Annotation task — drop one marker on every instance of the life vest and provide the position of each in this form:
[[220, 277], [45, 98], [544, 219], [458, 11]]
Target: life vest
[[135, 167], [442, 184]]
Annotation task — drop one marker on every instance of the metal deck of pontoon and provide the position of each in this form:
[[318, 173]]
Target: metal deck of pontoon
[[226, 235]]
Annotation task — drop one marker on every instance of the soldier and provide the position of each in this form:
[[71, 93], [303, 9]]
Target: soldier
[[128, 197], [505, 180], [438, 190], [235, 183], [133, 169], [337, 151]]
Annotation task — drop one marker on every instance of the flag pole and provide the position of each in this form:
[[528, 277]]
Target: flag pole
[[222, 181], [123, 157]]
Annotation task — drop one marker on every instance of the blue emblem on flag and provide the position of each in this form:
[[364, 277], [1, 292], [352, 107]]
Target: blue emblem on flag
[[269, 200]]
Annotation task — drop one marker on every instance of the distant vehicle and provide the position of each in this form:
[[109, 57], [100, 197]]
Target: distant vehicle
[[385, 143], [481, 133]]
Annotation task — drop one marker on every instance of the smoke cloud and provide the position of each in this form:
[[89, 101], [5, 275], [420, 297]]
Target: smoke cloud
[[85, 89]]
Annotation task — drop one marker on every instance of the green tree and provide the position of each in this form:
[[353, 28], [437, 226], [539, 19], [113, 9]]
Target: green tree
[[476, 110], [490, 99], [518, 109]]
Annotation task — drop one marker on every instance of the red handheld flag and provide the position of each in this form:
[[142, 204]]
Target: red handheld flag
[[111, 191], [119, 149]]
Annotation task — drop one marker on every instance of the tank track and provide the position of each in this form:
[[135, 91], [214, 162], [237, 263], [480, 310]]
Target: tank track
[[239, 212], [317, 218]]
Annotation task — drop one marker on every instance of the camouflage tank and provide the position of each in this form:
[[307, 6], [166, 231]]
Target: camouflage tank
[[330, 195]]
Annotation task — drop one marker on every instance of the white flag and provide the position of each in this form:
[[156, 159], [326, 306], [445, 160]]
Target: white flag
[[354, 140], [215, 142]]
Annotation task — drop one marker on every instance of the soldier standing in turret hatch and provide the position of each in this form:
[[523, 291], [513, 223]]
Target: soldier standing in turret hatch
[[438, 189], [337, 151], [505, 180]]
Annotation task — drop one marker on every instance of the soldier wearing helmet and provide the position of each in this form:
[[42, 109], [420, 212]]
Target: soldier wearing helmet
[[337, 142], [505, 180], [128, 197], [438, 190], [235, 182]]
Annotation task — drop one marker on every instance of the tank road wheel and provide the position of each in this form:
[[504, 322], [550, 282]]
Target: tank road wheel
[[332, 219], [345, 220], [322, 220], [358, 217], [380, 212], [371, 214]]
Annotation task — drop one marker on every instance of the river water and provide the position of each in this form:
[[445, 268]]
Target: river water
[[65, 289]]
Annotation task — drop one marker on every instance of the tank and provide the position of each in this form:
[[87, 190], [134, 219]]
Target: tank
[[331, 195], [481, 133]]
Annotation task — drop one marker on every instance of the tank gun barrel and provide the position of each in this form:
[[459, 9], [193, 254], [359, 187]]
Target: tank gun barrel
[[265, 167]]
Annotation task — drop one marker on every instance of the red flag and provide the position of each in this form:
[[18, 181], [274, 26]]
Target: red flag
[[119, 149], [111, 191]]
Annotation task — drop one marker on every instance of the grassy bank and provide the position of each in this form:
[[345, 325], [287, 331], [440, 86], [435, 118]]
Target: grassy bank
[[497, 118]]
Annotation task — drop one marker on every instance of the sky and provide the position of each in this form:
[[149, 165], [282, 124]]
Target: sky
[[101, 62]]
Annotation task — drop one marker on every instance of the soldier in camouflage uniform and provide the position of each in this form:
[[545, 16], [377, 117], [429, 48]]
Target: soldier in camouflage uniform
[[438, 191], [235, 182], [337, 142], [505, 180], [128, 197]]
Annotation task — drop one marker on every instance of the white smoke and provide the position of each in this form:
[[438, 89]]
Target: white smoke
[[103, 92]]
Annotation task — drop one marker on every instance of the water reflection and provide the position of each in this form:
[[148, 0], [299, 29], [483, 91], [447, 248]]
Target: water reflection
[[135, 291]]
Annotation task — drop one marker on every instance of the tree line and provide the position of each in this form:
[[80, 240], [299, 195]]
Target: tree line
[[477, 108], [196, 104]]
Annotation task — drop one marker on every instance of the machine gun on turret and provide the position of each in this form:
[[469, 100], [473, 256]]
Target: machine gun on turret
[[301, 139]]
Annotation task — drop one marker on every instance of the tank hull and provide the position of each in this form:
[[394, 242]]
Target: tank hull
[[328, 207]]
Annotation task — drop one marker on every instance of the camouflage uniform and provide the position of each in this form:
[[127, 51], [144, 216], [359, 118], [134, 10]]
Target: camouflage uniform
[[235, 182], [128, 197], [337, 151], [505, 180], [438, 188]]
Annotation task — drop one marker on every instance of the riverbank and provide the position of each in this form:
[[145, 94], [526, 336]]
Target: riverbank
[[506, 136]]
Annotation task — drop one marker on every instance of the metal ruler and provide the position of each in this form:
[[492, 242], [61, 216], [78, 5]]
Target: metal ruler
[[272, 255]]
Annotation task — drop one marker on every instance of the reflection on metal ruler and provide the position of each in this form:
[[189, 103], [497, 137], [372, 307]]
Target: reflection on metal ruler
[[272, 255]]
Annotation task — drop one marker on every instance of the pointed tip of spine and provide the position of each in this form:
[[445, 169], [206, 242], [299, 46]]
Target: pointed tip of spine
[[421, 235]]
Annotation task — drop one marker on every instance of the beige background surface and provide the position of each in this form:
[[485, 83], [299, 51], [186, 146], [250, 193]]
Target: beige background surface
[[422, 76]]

**What the task asks**
Recast everything in the listing above, from the line containing "the soldier wearing" down to the line containing "[[65, 289]]", as a numbered list. Include both of those lines and leave out any blank lines.

**Solution to this task**
1. Annotation task — drop one marker on every instance of the soldier wearing helmet and provide the position of each in this form:
2. [[42, 109], [420, 212]]
3. Target: soldier wearing helmet
4. [[337, 142], [505, 180], [128, 197], [438, 190], [235, 182]]
5. Annotation task — drop one marker on every instance of the tank road wheel and provide the position of each in this form:
6. [[504, 322], [550, 282]]
7. Target: tank road wheel
8. [[332, 219], [345, 220], [322, 220], [358, 217], [380, 212], [371, 214]]
9. Annotation task — drop one marker on every instance of the river water and provide the position of each in this form:
10. [[445, 268]]
11. Target: river water
12. [[65, 289]]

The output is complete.